Given data –
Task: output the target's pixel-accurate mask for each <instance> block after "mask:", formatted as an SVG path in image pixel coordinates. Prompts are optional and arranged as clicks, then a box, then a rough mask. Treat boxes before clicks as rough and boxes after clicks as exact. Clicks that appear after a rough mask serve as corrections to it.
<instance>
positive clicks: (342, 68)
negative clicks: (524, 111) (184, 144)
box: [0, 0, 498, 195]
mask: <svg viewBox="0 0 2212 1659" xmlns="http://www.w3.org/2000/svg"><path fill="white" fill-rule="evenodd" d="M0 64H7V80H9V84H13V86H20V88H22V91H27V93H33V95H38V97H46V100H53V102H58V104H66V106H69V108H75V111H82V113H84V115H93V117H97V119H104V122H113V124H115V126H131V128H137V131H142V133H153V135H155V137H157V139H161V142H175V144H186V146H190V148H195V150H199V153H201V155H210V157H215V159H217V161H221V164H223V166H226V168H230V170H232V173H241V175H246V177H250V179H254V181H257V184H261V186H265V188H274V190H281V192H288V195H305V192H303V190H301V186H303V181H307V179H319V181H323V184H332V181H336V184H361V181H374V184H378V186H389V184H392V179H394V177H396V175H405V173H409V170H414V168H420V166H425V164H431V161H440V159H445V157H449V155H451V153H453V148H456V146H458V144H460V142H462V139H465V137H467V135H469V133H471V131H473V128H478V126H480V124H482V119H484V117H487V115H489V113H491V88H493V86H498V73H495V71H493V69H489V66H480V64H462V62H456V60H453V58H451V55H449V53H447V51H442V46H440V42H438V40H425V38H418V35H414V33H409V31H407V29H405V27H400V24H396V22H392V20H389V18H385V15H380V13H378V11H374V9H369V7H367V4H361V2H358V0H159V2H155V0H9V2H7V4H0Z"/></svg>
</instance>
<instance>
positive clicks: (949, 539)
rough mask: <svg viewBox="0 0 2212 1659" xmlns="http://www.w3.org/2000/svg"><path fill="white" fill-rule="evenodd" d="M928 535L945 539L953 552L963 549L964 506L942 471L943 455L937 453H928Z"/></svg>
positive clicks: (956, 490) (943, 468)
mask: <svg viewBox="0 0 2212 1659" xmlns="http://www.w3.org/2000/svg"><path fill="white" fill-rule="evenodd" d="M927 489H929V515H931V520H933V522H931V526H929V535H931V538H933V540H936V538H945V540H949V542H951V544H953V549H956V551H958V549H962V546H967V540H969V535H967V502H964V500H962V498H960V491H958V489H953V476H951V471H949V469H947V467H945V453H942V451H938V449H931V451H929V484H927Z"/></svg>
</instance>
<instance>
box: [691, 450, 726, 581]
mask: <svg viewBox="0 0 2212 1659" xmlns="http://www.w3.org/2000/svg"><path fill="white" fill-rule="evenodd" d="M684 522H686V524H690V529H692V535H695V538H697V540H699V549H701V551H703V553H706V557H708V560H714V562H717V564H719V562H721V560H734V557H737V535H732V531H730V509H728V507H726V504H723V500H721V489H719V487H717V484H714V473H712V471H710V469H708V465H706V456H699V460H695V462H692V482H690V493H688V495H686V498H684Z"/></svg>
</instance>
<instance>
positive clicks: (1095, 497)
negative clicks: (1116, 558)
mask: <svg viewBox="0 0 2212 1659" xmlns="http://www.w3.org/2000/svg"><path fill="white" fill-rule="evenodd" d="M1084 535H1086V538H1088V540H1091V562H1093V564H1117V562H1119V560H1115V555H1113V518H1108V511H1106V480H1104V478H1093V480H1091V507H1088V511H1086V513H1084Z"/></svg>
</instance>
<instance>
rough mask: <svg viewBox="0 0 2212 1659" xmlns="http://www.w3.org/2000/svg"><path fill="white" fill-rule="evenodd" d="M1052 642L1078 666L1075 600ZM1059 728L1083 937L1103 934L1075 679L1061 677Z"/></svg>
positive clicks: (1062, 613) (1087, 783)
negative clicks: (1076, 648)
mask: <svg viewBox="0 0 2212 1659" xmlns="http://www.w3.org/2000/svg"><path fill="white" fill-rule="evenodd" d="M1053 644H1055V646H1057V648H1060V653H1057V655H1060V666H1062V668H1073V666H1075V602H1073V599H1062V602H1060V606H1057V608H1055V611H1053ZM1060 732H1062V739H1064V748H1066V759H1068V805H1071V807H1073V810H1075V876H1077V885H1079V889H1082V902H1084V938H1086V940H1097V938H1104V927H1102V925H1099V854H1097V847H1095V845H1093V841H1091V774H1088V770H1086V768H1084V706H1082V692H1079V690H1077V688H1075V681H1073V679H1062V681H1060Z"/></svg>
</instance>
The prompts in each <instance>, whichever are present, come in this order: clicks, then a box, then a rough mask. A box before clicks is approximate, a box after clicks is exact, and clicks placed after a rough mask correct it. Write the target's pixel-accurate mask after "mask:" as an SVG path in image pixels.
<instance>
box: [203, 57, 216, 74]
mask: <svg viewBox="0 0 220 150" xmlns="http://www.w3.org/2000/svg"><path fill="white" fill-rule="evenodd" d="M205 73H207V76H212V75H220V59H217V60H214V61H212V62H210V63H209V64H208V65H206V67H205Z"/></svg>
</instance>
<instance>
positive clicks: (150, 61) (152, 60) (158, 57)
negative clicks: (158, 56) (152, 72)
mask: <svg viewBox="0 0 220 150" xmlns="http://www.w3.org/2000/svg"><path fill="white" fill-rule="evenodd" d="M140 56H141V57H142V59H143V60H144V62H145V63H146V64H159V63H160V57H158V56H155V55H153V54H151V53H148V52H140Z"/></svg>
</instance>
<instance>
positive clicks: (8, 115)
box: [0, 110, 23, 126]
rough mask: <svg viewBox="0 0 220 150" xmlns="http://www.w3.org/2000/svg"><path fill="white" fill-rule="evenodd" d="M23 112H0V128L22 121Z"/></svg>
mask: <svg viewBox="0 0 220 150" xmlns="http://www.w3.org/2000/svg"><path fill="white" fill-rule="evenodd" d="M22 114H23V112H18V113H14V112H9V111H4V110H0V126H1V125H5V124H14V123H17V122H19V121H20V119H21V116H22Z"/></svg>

Work request – Reproduce the data, keeping every line exactly the same.

Result of the exercise –
Task: output the target's pixel-accurate mask for each <instance> block after "mask:", formatted as an SVG path in image pixel coordinates. Prompts are optional and arranged as clicks, then a box, then a rough mask. Treat boxes before clicks as rough and boxes after clicks as exact. Clicks that appear after a rough mask serve as corrections to it.
<instance>
positive clicks: (342, 68)
negative clicks: (524, 111) (184, 144)
box: [0, 0, 498, 195]
mask: <svg viewBox="0 0 2212 1659" xmlns="http://www.w3.org/2000/svg"><path fill="white" fill-rule="evenodd" d="M0 64H7V80H9V84H13V86H20V88H22V91H27V93H33V95H38V97H46V100H53V102H58V104H66V106H69V108H75V111H82V113H84V115H93V117H97V119H104V122H113V124H115V126H131V128H137V131H142V133H153V135H155V137H157V139H161V142H175V144H186V146H190V148H195V150H199V153H201V155H210V157H215V159H217V161H221V164H223V166H226V168H230V170H232V173H241V175H246V177H250V179H254V181H257V184H261V186H265V188H274V190H281V192H288V195H305V192H303V190H301V186H303V181H307V179H319V181H323V184H332V181H336V184H361V181H374V184H378V186H389V184H392V179H394V177H396V175H405V173H409V170H414V168H420V166H425V164H431V161H440V159H445V157H449V155H451V153H453V148H456V146H458V144H460V142H462V139H465V137H467V135H469V133H471V131H473V128H478V126H480V124H482V119H484V117H487V115H489V113H491V88H493V86H498V73H495V71H493V69H489V66H480V64H462V62H456V60H453V58H451V55H449V53H447V51H442V46H440V42H438V40H425V38H418V35H414V33H409V31H407V29H405V27H400V24H396V22H392V20H389V18H385V15H380V13H378V11H374V9H369V7H367V4H361V2H358V0H159V2H155V0H9V2H7V4H0Z"/></svg>
</instance>
<instance>
positive clicks: (949, 539)
rough mask: <svg viewBox="0 0 2212 1659" xmlns="http://www.w3.org/2000/svg"><path fill="white" fill-rule="evenodd" d="M928 535L945 539L953 552L963 549L964 506L942 471L943 455L937 453H928Z"/></svg>
positive clicks: (956, 490) (943, 468)
mask: <svg viewBox="0 0 2212 1659" xmlns="http://www.w3.org/2000/svg"><path fill="white" fill-rule="evenodd" d="M927 489H929V515H931V520H933V522H931V526H929V535H931V538H933V540H936V538H945V540H949V542H951V544H953V549H956V551H958V549H962V546H967V540H969V535H967V502H964V500H962V498H960V491H958V489H953V476H951V471H949V469H947V467H945V453H942V451H938V449H931V451H929V484H927Z"/></svg>
</instance>
<instance>
box: [691, 450, 726, 581]
mask: <svg viewBox="0 0 2212 1659" xmlns="http://www.w3.org/2000/svg"><path fill="white" fill-rule="evenodd" d="M684 522H686V524H690V529H692V535H695V538H697V540H699V549H701V551H703V553H706V557H708V560H714V562H717V564H719V562H721V560H734V557H737V535H732V531H730V509H728V507H726V504H723V500H721V489H719V487H717V484H714V473H712V471H710V469H708V465H706V456H699V460H695V462H692V482H690V493H688V495H686V498H684Z"/></svg>
</instance>
<instance>
positive clicks: (1095, 497)
negative clicks: (1116, 558)
mask: <svg viewBox="0 0 2212 1659" xmlns="http://www.w3.org/2000/svg"><path fill="white" fill-rule="evenodd" d="M1084 535H1086V538H1088V540H1091V562H1093V564H1117V562H1119V560H1115V555H1113V518H1108V511H1106V480H1104V478H1093V480H1091V507H1088V511H1086V513H1084Z"/></svg>
</instance>
<instance>
rough mask: <svg viewBox="0 0 2212 1659" xmlns="http://www.w3.org/2000/svg"><path fill="white" fill-rule="evenodd" d="M1052 642L1078 666L1075 600ZM1059 728L1083 937L1103 934L1075 679L1061 677Z"/></svg>
positive clicks: (1062, 613) (1087, 783)
negative clicks: (1076, 648)
mask: <svg viewBox="0 0 2212 1659" xmlns="http://www.w3.org/2000/svg"><path fill="white" fill-rule="evenodd" d="M1053 644H1055V646H1057V648H1060V653H1057V655H1060V666H1062V668H1073V666H1075V602H1073V599H1062V602H1060V606H1057V608H1055V611H1053ZM1060 732H1062V739H1064V748H1066V759H1068V805H1071V807H1073V810H1075V876H1077V885H1079V889H1082V902H1084V938H1086V940H1097V938H1104V927H1102V925H1099V854H1097V847H1095V845H1093V841H1091V774H1088V770H1086V768H1084V706H1082V692H1079V690H1077V688H1075V681H1073V679H1062V681H1060Z"/></svg>
</instance>
The prompts in each <instance>, whichever are present, come in this order: clicks, then a box, then a rough mask. A box before clicks is approximate, a box after clicks is exact, and clicks placed after a rough mask correct it. Write the target's pixel-accurate mask after "mask:" as an SVG path in image pixels.
<instance>
box: [203, 57, 216, 74]
mask: <svg viewBox="0 0 220 150" xmlns="http://www.w3.org/2000/svg"><path fill="white" fill-rule="evenodd" d="M205 73H207V76H212V75H220V59H217V60H214V61H212V62H210V63H209V64H208V65H206V67H205Z"/></svg>
</instance>
<instance>
positive clicks: (150, 61) (152, 60) (158, 57)
negative clicks: (158, 56) (152, 72)
mask: <svg viewBox="0 0 220 150" xmlns="http://www.w3.org/2000/svg"><path fill="white" fill-rule="evenodd" d="M140 56H141V57H142V59H143V60H144V62H145V63H146V64H159V63H160V57H158V56H155V55H153V54H151V53H148V52H140Z"/></svg>
</instance>
<instance>
positive clicks: (8, 115)
box: [0, 110, 23, 126]
rough mask: <svg viewBox="0 0 220 150" xmlns="http://www.w3.org/2000/svg"><path fill="white" fill-rule="evenodd" d="M23 112H0V128L22 121Z"/></svg>
mask: <svg viewBox="0 0 220 150" xmlns="http://www.w3.org/2000/svg"><path fill="white" fill-rule="evenodd" d="M22 114H23V112H18V113H14V112H9V111H4V110H0V126H1V125H5V124H14V123H17V122H19V121H20V119H21V116H22Z"/></svg>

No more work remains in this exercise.